** BEGIN **

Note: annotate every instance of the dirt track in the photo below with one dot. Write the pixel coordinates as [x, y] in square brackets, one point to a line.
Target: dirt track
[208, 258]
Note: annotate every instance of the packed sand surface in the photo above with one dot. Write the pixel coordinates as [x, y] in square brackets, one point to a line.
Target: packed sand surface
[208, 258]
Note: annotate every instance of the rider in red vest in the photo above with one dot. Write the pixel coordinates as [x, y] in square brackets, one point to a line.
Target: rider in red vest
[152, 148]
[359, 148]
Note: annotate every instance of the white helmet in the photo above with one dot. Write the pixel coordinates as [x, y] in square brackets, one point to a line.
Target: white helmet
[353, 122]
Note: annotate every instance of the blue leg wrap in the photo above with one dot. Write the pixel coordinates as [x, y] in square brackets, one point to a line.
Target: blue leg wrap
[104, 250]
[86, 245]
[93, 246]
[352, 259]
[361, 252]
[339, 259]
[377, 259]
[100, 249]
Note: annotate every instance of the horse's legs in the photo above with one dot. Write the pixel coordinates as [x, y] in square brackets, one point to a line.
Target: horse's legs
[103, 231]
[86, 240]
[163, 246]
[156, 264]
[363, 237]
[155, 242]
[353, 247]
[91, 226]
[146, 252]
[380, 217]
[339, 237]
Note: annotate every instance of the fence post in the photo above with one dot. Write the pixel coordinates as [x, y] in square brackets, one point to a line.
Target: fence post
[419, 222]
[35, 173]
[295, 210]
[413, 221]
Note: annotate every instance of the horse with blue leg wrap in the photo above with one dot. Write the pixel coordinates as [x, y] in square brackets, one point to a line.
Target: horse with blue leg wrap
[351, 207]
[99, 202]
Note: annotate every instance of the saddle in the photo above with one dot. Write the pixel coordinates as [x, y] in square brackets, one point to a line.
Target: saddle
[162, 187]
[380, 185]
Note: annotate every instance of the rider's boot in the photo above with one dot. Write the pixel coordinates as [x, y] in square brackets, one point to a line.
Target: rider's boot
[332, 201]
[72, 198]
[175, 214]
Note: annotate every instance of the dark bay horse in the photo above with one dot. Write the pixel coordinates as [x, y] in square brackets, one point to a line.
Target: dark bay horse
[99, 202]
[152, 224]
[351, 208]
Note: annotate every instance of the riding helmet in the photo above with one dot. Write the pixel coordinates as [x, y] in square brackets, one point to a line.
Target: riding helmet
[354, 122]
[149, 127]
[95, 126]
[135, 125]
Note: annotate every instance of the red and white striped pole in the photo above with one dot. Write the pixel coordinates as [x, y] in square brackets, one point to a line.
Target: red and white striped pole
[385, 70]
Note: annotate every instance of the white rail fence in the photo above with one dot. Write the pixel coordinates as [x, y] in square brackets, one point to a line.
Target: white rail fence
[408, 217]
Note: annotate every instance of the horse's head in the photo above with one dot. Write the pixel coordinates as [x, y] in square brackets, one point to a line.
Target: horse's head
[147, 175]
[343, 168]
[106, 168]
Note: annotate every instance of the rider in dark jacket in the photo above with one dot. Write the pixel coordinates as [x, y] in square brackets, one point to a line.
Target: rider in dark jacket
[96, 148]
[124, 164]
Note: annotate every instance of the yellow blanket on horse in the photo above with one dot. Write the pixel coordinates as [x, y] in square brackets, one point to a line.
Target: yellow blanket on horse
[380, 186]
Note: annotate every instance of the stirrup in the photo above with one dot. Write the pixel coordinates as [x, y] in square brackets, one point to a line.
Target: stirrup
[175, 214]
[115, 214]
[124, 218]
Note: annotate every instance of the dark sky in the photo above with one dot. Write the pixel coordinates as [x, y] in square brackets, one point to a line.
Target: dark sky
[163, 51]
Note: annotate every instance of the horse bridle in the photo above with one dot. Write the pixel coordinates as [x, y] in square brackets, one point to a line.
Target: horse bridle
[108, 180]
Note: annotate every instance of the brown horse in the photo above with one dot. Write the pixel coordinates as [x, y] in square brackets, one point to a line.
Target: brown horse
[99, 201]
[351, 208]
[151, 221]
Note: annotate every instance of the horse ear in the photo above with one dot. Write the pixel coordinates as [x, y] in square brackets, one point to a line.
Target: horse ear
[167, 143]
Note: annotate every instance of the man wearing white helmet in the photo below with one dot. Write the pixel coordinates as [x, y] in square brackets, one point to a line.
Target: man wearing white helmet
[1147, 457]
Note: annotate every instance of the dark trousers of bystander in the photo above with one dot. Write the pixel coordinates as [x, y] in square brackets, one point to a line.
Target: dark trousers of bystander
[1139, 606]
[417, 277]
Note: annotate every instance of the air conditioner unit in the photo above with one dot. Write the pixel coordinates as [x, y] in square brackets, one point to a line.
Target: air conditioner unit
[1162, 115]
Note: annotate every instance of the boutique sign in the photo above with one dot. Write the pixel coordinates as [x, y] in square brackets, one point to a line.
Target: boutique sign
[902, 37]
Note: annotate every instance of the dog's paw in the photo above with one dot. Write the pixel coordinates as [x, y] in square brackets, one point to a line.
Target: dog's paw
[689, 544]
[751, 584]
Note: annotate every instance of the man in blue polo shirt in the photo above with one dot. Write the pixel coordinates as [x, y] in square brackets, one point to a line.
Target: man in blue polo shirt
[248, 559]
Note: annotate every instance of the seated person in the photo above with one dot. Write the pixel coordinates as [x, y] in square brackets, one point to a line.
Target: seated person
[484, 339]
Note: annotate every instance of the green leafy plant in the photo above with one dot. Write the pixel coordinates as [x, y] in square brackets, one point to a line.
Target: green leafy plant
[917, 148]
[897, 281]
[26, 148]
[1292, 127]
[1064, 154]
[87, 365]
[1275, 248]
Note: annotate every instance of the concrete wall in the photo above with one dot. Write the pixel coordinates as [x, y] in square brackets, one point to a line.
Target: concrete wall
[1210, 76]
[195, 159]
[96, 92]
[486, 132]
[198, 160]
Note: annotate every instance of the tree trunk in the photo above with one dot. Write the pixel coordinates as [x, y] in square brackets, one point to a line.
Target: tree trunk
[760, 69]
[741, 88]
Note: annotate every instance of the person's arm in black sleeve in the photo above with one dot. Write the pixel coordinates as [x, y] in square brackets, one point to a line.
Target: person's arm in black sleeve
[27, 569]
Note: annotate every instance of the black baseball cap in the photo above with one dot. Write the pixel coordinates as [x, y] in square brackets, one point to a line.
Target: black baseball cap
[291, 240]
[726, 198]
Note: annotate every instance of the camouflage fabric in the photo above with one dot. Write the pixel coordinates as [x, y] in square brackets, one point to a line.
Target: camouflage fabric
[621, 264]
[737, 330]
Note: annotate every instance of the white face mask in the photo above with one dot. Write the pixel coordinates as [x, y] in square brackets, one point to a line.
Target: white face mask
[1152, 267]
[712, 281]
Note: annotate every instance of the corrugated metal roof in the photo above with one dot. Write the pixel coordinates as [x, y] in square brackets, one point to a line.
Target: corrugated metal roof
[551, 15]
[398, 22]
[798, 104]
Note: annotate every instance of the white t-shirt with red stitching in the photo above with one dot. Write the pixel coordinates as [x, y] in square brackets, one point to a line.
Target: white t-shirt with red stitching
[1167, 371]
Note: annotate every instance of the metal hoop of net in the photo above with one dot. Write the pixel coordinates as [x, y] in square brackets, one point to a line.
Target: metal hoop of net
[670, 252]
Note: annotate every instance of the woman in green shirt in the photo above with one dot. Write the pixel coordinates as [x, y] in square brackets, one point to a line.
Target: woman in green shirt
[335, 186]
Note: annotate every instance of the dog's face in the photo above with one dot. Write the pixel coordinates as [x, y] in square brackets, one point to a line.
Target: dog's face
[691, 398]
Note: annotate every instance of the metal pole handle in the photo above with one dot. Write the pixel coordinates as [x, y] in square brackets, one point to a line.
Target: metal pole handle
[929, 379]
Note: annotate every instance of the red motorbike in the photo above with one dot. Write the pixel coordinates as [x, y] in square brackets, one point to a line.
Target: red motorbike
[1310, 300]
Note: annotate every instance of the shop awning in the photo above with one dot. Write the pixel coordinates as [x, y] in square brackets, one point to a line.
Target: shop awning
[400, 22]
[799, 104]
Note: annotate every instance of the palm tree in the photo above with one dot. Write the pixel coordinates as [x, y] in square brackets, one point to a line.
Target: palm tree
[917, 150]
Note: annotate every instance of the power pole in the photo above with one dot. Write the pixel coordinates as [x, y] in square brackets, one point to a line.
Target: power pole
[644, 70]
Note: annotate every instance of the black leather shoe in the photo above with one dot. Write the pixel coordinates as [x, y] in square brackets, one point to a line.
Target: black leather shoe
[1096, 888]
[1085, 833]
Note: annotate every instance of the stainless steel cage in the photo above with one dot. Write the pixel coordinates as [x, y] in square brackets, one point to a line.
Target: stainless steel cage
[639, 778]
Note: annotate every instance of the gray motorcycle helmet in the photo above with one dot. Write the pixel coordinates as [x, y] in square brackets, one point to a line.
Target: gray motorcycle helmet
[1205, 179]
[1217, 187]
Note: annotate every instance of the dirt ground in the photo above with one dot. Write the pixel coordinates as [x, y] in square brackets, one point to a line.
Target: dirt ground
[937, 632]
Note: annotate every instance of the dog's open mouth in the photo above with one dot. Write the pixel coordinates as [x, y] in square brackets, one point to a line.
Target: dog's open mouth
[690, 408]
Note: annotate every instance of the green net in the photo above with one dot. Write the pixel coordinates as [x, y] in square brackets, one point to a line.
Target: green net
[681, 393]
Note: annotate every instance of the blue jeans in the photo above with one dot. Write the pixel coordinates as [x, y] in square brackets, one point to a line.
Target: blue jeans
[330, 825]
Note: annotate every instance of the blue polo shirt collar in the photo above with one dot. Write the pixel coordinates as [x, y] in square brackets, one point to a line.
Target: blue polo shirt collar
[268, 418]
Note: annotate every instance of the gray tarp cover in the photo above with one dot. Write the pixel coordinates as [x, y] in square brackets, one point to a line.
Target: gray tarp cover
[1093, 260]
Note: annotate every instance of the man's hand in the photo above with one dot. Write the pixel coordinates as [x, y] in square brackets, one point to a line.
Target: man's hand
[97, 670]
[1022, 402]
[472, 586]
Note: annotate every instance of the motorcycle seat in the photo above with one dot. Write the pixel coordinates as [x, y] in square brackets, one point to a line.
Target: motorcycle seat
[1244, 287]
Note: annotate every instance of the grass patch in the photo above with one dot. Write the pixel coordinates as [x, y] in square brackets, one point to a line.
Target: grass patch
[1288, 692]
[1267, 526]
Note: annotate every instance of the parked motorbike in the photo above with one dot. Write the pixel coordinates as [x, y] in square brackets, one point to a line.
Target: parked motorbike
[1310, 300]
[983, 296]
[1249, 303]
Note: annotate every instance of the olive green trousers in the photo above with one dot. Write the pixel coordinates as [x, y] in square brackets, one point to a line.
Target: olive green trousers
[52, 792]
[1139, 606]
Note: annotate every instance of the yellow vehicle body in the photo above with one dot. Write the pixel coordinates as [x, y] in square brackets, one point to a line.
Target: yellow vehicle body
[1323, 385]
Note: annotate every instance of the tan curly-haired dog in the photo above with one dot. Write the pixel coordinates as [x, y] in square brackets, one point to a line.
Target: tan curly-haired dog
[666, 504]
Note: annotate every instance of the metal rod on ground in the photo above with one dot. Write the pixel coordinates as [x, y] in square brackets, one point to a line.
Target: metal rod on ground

** END **

**SHORT EXERCISE:** Repeat, without change, each line of the data above from the one that contains "Note: annotate every instance of the olive" through the final line, counting both.

**EXERCISE OUTPUT:**
Note: annotate every instance of the olive green trousers in the photo above with one dot. Write the pixel coordinates as [x, y] in square brackets, one point to a line.
Target: olive green trousers
[52, 792]
[1139, 606]
Note: annotate every instance of the yellow vehicle body in the photo above with one dot. Write the pixel coordinates as [x, y] in square brackets, one point to a line.
Target: yellow vehicle body
[1323, 385]
Note: annotate every instance of the tan curly-haired dog in the photo above with one dot. Write the pixel coordinates as [x, y] in square brackets, one point to a line.
Target: tan curly-haired dog
[666, 504]
Note: annotate every instance of the metal rod on ground in the photo above with one dot. Write the pixel coordinates as [x, y] in square brackets, one point to a line.
Target: metal rod on ground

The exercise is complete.